• [A tarefa] No excerto sobre a competência dos tribunais, reproduza o trecho que vai de "Nenhuma legislação de" até "administrativa do Estado.", trocando "legislação" por "lei".

• [Excerto do texto]
########

Apreciação da questão
Cabe aos tribunais judiciais a competência para julgar as causas «que não sejam atribuídas a outra ordem jurisdicional» [artigos 211.º, n.º 1, da CRP; 64.º do CPC; e 40.º, n.º 1, da Lei n.º 62/2013, de 26/08 (LOSJ)], e aos tribunais administrativos e fiscais a competência para julgar as causas «emergentes das relações jurídicas administrativas e fiscais» [artigos 212.º, n.º 3, da CRP, 1.º, n.º 1, do ETAF].
A competência dos tribunais administrativos e fiscais é concretizada no artigo 4.º do ETAF (Lei n.º 13/2002, de 19 de Fevereiro) com delimitação do “âmbito da jurisdição” mediante uma enunciação positiva (n.ºs 1 e 2) e negativa (nºs 3 e 4).
Tem sido reafirmado por este Tribunal, e constitui entendimento jurisprudencial e doutrinário pacífico, que a competência material do tribunal se afere em função do modo como o autor configura a acção e que a mesma se fixa no momento em que a mesma é proposta.
Resulta da petição inicial que o pedido formulado pelo Autor é o do reconhecimento do direito de preferência nas vendas efetuadas no âmbito de execução fiscal, face à sua qualidade de comproprietário das metades indivisas das fracções autónomas que identifica.
O Tribunal dos Conflitos já teve oportunidade de apreciar esta questão concluindo pela competência dos tribunais comuns (cfr. Acórdãos do Tribunal dos Conflitos de 27.01.2011, Proc. 014/09, de 23.10.2014, Proc. 033/14, de 27.09.2018, Proc. 019/18, de 15.09.2021, Proc. 028/20 e de 13.10.2021, Proc. 01878/18.7BEPRT.S1, disponíveis em www.dgi.pt).
Assim, no Acórdão de 23.10.2014, Proc. 033/14, decidiu-se:
Cumpre referir que a titularidade do direito de preferência de que se arrogam os autores é uma titularidade de direito civil - art. 1380.º do CC -. E os autores serão titulares do direito de preferência - direito real de aquisição - se preencherem os pressupostos e os requisitos definidos na lei civil.
Nenhuma legislação de direito público lhes confere essa qualidade de preferentes, nem essa qualidade deriva de qualquer acto de império de qualquer autoridade administrativa do Estado.

########

(Registos de indicação de objetos em fotografias)
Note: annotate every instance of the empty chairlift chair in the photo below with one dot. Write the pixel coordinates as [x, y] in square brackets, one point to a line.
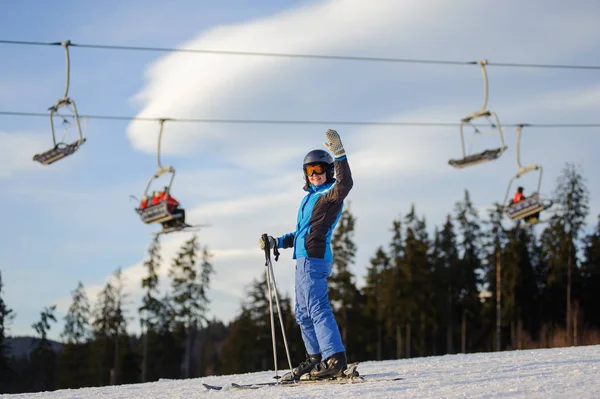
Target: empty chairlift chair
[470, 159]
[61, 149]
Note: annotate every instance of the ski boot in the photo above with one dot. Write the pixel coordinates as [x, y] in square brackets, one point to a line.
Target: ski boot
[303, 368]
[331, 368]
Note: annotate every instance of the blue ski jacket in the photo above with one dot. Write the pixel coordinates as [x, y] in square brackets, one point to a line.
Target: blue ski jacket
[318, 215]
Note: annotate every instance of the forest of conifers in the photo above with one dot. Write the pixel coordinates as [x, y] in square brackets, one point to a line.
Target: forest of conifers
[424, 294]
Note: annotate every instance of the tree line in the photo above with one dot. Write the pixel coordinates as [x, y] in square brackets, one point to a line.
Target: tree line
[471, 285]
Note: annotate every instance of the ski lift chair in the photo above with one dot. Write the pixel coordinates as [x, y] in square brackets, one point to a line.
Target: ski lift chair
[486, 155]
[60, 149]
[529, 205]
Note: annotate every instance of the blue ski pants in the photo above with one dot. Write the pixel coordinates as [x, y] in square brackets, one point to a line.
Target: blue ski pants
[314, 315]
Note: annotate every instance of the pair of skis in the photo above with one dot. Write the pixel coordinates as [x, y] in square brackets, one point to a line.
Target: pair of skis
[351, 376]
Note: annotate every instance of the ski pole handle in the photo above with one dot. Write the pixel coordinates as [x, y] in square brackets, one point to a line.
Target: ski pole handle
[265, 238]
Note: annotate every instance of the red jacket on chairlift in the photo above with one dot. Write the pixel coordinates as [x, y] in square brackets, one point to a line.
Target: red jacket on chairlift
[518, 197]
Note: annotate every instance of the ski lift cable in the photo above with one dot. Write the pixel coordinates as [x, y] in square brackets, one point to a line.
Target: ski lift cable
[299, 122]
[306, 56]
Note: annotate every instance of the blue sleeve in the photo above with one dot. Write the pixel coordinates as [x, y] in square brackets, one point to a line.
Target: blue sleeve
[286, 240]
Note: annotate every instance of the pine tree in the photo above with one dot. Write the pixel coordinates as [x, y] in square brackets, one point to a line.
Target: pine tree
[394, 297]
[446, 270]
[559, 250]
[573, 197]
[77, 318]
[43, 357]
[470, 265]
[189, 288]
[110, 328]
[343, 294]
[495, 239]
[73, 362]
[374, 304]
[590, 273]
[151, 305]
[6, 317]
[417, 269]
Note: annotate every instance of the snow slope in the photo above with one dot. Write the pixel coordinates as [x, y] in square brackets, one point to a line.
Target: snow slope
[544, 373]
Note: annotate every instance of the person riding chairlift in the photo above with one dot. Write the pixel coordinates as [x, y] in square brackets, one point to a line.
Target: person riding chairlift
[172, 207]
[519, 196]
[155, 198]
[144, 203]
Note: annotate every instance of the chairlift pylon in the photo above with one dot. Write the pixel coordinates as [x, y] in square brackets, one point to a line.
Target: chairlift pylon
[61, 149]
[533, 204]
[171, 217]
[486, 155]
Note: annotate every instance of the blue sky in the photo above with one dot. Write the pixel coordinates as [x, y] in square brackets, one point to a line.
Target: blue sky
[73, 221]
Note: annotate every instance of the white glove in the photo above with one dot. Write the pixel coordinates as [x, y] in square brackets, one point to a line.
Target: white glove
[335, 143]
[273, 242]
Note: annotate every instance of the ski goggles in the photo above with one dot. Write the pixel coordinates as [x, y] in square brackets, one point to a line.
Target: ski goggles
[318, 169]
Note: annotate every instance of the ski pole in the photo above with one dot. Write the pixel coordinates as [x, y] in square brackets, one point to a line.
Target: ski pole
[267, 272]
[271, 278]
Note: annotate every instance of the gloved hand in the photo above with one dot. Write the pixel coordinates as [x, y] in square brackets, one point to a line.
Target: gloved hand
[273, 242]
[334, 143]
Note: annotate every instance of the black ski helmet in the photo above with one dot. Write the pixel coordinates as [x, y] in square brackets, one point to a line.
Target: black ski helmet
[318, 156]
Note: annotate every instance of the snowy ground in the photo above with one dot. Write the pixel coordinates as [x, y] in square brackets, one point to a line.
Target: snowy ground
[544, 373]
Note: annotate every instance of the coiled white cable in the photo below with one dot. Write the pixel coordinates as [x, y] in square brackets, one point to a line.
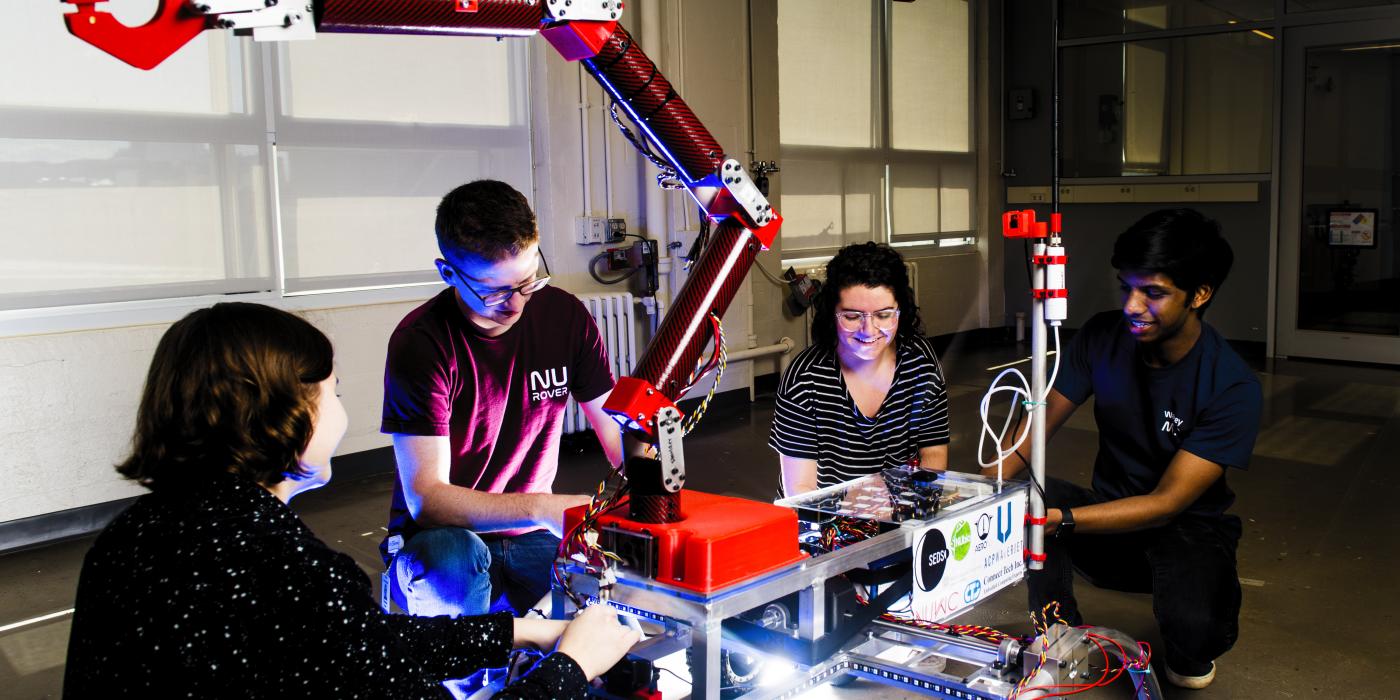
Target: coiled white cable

########

• [Resultado]
Nenhuma lei de direito público lhes confere essa qualidade de preferentes, nem essa qualidade deriva de qualquer acto de império de qualquer autoridade administrativa do Estado.